Location annotation dataset excerpts
──────

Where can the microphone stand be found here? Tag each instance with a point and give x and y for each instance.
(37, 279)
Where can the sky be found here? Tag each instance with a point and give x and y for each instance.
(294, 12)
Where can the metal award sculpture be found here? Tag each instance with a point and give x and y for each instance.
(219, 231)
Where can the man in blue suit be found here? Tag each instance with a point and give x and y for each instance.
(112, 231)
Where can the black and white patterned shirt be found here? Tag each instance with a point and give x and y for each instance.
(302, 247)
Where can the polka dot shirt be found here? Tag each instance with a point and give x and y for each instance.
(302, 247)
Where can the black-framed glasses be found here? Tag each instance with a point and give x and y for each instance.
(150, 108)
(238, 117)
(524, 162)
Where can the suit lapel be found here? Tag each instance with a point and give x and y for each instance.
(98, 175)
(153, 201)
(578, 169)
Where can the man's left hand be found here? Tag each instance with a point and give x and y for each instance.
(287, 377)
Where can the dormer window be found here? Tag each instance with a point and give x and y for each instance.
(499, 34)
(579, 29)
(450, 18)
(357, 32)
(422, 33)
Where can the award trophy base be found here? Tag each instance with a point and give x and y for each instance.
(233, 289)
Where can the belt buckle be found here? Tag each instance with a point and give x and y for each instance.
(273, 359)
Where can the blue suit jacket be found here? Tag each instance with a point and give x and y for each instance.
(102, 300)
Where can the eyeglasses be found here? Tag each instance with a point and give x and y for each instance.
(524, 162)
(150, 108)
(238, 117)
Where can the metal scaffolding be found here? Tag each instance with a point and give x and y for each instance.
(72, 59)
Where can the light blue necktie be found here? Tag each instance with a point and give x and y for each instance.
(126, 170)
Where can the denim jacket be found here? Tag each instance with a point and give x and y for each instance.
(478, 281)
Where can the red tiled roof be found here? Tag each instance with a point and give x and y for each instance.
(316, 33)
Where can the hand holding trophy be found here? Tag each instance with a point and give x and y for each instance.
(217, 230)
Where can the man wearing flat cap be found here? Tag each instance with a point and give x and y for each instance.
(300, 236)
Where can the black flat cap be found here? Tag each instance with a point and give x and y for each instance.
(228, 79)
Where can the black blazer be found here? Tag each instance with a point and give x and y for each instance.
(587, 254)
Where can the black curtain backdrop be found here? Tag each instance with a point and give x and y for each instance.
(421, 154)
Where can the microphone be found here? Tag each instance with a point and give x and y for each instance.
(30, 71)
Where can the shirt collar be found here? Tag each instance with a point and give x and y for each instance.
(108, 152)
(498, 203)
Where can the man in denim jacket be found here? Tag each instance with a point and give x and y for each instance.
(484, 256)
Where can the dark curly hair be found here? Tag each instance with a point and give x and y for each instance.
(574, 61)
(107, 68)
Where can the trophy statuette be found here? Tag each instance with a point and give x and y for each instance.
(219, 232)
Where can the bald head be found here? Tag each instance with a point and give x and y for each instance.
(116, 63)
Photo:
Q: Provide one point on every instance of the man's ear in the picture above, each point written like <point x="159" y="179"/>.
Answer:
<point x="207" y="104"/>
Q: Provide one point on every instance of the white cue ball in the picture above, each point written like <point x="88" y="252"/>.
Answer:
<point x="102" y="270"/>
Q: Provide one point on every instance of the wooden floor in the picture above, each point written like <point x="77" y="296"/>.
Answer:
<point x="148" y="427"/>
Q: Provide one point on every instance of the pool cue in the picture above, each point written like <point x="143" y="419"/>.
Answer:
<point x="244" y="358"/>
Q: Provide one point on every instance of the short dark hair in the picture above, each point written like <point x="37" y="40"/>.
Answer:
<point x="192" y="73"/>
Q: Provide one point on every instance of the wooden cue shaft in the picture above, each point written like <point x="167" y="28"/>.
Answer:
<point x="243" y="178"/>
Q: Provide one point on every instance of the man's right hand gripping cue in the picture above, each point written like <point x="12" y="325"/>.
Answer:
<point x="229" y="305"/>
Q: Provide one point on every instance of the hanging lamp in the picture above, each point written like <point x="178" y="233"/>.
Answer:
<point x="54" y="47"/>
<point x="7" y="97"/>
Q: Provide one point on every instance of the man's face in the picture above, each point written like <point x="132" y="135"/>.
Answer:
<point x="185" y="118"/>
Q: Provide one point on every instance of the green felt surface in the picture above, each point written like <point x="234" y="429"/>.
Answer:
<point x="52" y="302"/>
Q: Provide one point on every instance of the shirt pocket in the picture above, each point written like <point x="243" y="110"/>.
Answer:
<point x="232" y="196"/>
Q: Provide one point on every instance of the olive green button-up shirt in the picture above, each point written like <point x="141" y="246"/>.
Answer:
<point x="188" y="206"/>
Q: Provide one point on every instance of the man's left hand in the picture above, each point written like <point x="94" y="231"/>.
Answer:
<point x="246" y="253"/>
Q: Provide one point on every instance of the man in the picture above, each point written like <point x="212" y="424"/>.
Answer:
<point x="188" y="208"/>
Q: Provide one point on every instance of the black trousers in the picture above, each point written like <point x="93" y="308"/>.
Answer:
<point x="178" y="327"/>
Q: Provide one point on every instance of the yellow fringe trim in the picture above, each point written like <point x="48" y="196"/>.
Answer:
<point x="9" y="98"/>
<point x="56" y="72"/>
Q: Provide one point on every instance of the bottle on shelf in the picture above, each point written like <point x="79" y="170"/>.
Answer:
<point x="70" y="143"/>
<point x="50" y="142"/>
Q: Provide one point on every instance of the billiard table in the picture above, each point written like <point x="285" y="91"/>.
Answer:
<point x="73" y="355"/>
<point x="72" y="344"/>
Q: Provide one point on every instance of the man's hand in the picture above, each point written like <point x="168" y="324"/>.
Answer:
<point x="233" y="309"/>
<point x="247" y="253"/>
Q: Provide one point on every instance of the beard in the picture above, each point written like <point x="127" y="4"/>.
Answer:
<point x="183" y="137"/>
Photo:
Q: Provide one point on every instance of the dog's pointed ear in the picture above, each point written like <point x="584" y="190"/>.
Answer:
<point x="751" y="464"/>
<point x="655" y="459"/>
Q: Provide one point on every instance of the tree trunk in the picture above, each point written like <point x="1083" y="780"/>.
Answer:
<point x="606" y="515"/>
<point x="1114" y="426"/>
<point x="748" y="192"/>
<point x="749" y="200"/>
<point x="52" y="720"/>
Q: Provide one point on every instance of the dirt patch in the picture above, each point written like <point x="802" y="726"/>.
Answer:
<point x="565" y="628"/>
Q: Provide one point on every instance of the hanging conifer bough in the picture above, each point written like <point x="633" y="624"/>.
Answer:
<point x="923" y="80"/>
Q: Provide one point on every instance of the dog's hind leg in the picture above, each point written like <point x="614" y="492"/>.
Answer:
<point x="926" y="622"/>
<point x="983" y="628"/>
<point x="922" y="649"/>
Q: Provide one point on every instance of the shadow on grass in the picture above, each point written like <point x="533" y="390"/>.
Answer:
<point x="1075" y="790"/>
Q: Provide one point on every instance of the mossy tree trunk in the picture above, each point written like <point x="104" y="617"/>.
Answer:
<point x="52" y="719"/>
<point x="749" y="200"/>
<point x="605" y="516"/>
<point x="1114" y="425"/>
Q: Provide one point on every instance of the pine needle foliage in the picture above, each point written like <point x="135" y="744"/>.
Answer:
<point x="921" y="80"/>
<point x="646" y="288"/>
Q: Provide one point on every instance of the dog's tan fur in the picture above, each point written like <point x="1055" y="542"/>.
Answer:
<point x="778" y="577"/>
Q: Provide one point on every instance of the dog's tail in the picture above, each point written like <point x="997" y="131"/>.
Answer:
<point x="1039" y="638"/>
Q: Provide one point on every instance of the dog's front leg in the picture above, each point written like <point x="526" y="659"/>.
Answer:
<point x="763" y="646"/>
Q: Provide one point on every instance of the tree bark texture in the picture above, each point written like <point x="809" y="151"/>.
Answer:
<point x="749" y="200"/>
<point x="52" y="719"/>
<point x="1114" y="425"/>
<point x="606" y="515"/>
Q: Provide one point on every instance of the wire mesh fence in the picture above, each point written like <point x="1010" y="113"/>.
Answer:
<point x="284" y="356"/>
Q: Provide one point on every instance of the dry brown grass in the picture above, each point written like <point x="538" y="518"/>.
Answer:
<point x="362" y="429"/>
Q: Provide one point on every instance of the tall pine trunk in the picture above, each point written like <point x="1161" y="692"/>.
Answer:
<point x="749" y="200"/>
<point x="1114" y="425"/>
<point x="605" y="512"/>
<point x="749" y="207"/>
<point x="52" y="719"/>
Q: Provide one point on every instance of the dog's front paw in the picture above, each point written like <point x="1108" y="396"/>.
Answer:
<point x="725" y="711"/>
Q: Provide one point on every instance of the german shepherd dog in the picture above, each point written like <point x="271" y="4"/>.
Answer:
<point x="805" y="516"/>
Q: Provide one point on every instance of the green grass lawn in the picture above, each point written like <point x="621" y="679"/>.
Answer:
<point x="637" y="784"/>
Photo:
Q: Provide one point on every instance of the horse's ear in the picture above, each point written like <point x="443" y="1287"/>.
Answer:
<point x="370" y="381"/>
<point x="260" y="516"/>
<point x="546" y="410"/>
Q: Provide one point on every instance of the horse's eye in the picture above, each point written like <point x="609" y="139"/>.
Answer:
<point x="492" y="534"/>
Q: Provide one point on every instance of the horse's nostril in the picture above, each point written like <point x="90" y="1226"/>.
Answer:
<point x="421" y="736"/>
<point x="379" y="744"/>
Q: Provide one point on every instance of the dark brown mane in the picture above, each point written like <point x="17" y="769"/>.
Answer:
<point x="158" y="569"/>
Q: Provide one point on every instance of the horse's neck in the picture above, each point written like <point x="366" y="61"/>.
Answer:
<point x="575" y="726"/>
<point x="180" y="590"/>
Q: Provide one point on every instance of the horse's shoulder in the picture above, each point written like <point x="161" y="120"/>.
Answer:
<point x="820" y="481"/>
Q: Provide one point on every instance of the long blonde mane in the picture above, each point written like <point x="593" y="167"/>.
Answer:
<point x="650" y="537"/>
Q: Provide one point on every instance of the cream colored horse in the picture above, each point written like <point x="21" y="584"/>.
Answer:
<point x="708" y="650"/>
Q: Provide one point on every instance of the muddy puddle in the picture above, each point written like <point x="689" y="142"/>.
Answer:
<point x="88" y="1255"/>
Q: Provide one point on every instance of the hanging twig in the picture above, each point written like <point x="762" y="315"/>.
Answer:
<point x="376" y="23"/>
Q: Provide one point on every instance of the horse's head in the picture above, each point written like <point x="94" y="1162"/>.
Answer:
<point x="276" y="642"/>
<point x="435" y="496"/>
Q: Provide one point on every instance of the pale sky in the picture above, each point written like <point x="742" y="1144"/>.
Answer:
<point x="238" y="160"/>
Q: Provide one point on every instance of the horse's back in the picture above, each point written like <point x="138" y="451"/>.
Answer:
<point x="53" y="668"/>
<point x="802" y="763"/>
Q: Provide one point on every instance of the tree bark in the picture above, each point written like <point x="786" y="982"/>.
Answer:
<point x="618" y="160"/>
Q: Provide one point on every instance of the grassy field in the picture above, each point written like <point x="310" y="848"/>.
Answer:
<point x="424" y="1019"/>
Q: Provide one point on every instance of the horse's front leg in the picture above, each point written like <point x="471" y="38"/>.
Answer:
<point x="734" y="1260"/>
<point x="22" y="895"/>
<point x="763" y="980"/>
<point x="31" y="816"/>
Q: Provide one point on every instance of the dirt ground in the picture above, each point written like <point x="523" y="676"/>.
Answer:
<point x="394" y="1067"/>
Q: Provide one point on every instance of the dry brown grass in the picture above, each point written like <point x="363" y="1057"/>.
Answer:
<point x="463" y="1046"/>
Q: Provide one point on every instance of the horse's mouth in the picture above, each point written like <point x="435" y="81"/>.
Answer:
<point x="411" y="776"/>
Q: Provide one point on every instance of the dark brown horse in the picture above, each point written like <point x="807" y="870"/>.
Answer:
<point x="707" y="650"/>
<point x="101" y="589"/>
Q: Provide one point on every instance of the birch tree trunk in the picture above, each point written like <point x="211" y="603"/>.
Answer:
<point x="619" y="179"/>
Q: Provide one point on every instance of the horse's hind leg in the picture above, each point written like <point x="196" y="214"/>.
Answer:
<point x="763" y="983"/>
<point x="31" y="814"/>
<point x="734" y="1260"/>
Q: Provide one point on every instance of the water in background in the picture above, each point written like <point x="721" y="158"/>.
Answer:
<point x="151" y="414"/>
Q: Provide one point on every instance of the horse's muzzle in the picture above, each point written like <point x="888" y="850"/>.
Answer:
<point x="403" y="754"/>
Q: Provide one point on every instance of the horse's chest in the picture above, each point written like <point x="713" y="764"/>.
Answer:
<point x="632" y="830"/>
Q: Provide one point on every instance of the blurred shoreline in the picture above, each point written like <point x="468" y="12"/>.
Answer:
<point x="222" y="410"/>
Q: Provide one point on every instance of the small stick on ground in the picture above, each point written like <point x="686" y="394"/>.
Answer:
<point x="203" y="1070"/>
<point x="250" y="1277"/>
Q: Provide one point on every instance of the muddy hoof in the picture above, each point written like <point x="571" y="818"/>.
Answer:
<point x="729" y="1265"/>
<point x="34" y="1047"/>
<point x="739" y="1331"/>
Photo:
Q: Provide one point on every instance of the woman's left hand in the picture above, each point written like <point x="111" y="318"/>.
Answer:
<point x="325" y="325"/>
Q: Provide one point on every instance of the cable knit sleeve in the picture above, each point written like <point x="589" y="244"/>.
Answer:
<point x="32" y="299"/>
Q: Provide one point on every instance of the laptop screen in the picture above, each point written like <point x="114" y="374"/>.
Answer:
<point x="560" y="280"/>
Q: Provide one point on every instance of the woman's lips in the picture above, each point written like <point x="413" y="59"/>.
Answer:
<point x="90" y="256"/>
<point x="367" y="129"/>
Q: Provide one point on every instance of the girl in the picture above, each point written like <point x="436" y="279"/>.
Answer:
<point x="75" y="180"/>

──────

» WORK TO DO
Quote only the lines from the line containing "Q: Provide one point on every instance of the small" through the end of the listing, please, keeping both the first and the last line.

» RIGHT ANSWER
Q: Provide one point on every instance of the small stick on ground in the picture above, each point written like <point x="686" y="394"/>.
Answer:
<point x="203" y="1070"/>
<point x="250" y="1277"/>
Q: Provide one point on every instance of the muddy hoof in the picture above, each point written like <point x="571" y="818"/>.
Answer:
<point x="729" y="1265"/>
<point x="34" y="1047"/>
<point x="739" y="1331"/>
Photo:
Q: Provide one point on every instance of the woman's left hand in the picture above, each point written like <point x="111" y="318"/>.
Answer:
<point x="325" y="325"/>
Q: Provide one point on every instance of the cable knit sleeve in the picture above, each point written like <point x="589" y="244"/>.
Answer:
<point x="32" y="299"/>
Q: Provide one point on every instance of the laptop screen in the picture above, each point written like <point x="114" y="374"/>.
Answer:
<point x="560" y="280"/>
Q: Provide one point on every instance of the woman's lips in the picture above, each point written like <point x="413" y="59"/>.
Answer:
<point x="90" y="256"/>
<point x="367" y="129"/>
Q: Provide one point on every instance of the girl in the picture above, each point written like <point x="436" y="279"/>.
Answer:
<point x="75" y="180"/>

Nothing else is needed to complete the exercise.